PROBLEM STATEMENT ▸
Could you rewrite the lines below with "that would be appreciated" changed to "I would be grateful" everywhere it occurs and nothing else altered?

Data pulled from a collection ▸

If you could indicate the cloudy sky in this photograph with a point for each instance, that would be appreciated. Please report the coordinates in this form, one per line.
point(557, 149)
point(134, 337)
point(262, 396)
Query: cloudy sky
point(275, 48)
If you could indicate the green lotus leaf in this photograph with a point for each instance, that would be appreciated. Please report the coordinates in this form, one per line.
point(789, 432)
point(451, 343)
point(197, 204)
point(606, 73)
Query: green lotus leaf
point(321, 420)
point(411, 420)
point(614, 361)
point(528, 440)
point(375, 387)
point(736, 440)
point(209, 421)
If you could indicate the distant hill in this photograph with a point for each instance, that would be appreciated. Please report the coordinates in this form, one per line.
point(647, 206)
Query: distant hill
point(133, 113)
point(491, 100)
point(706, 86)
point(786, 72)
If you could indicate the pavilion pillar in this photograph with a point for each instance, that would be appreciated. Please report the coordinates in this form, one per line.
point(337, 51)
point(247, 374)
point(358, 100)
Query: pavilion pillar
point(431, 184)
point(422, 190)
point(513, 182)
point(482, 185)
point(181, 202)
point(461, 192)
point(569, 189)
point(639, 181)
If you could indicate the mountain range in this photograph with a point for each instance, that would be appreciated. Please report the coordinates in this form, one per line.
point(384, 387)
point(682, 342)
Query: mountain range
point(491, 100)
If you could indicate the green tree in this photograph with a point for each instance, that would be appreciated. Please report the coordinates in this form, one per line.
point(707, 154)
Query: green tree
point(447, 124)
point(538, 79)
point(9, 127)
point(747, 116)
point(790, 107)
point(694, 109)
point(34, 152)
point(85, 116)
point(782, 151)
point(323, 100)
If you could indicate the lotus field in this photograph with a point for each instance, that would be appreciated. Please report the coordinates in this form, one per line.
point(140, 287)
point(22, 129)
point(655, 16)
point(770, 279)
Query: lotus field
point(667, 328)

THE RESPONSE ▸
If you could indicate the cloudy sky in this photograph with a point for each instance, I would be grateful. Please report the coordinates in this form, one per line.
point(557, 149)
point(134, 337)
point(262, 396)
Query: cloudy sky
point(275, 48)
If you could indicate the green lotus leaf in this photograph with a point for each instance, I would be grateful. Please report the coordinates in this form, one per line.
point(789, 432)
point(451, 343)
point(197, 204)
point(606, 73)
Query: green lotus leaf
point(321, 420)
point(411, 420)
point(614, 361)
point(528, 440)
point(375, 387)
point(736, 440)
point(209, 421)
If you could indicate the distant hill in this photograph with a point for each instance, I would be grateful. Please report the coordinates in this form, one per line.
point(647, 206)
Query: distant hill
point(133, 113)
point(491, 100)
point(706, 86)
point(786, 72)
If you could indicate the pavilion pillar in this photograph with a point for each instance, I would be grateful. Please report the coordinates in this form, one per line.
point(337, 51)
point(247, 374)
point(358, 100)
Query: pavilion pillar
point(431, 184)
point(422, 190)
point(513, 182)
point(482, 185)
point(181, 202)
point(461, 192)
point(569, 189)
point(639, 181)
If you could indicate the mountain range in this photograph with a point for each instance, I would be grateful. Please report the coordinates in this form, one per line.
point(384, 387)
point(682, 342)
Query: mountain range
point(491, 100)
If you could indicate the green tree in this photograph with a point for each instance, I would be grateful. Please report the coordinates in this form, one per line.
point(707, 154)
Query: green tree
point(447, 124)
point(538, 79)
point(9, 127)
point(747, 116)
point(790, 107)
point(694, 109)
point(34, 152)
point(85, 116)
point(782, 151)
point(323, 100)
If you could indicate the lotus field in this photograph with a point for each instance, I would be grateful. Please report the coordinates in this form, one per line.
point(140, 287)
point(22, 129)
point(655, 16)
point(770, 279)
Query: lotus field
point(667, 328)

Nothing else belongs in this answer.